EXTRAIT DU DOCUMENT:
_____
Messagepar Nutrimuscle-Diététique » 26 Jan 2025 16:17

Traduction de l'étude :wink:

Une teneur élevée en chlorure induit une résistance à l'aldostérone dans le néphron distal
Helga Vitzthum Acta Physiologica 24 octobre 2024

Objectif
L'augmentation de l'apport alimentaire en K+ dans le cadre d'un apport élevé en sel favorise l'excrétion rénale de Na+ même si le K+ augmente simultanément la sécrétion d'aldostérone, le stimulus le plus efficace pour la réabsorption rénale de Na+. Ici, nous nous sommes demandé s'il existait dans l'état de sel élevé un mécanisme qui atténue la réponse à l'aldostérone pour empêcher la réabsorption rénale de Na+ après un apport élevé en K+.

Méthodes
Les souris ont été nourries avec des régimes contenant des quantités variables de Na+ combinés avec du KCl ou du KCitrate. Les cellules du canal de connexion cortical murin (mCCDcl1) ont été cultivées dans des milieux contenant du [Cl−] normal ou élevé. La réponse à l'aldostérone a été analysée par imagerie haute résolution et par des approches biochimiques.

Résultats
La réponse cellulaire canonique à l'aldostérone, comprenant la translocation du récepteur des minéralocorticoïdes (MR) et l'activation du canal Na+ épithélial ENaC, a été réprimée chez des souris nourries avec du Na+ et un régime riche en KCl, même si les concentrations plasmatiques d'aldostérone ont augmenté. La réponse à l'aldostérone a été restaurée chez des souris nourries avec du Na+ lorsque l'augmentation de [Cl−] extracellulaire a été empêchée par un régime riche en KCitrate. Dans les cellules mCCDcl1, une [Cl−] extracellulaire élevée était suffisante pour perturber la translocation du MR induite par l'aldostérone.
_____
DONNÉES RECUEILLIES:
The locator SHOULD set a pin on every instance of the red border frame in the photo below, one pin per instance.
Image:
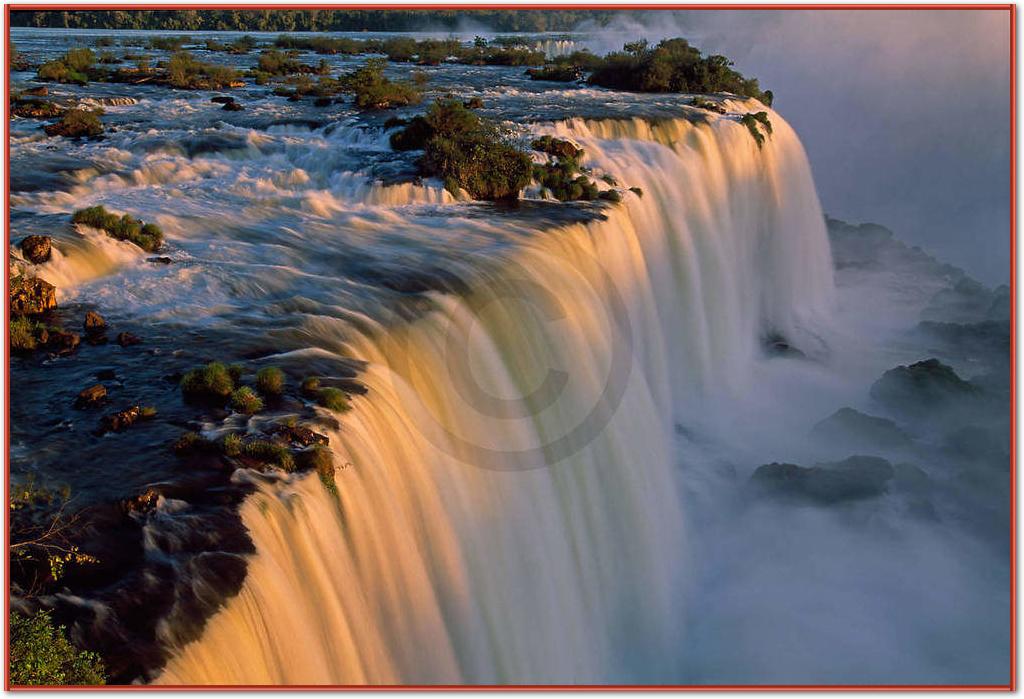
_____
SÉRIE D'EXERCICES:
1) Répondez aux questions suivantes à partir de l'extrait sur la résistance à l'aldostérone :
(a) Dans quelle revue et à quelle date l'étude a-t-elle paru ?
(b) Dans quels milieux les cellules mCCDcl1 ont-elles été cultivées ?
(c) Quel régime a rétabli la réponse à l'aldostérone chez les souris nourries avec du Na+ ?
2) Recopiez l'extrait sur la résistance à l'aldostérone, de « Traduction de l'étude » jusqu'à « élevé en K+. » inclus.
Ces données sont issues d'une source différente de celle de l'extrait.

RÉPONSES FOURNIES:
1)
(a) Dans Acta Physiologica, le 24 octobre 2024.
(b) Dans des milieux contenant du [Cl−] normal ou élevé.
(c) Un régime riche en KCitrate.

2)
Traduction de l'étude :wink:

Une teneur élevée en chlorure induit une résistance à l'aldostérone dans le néphron distal
Helga Vitzthum Acta Physiologica 24 octobre 2024

Objectif
L'augmentation de l'apport alimentaire en K+ dans le cadre d'un apport élevé en sel favorise l'excrétion rénale de Na+ même si le K+ augmente simultanément la sécrétion d'aldostérone, le stimulus le plus efficace pour la réabsorption rénale de Na+. Ici, nous nous sommes demandé s'il existait dans l'état de sel élevé un mécanisme qui atténue la réponse à l'aldostérone pour empêcher la réabsorption rénale de Na+ après un apport élevé en K+.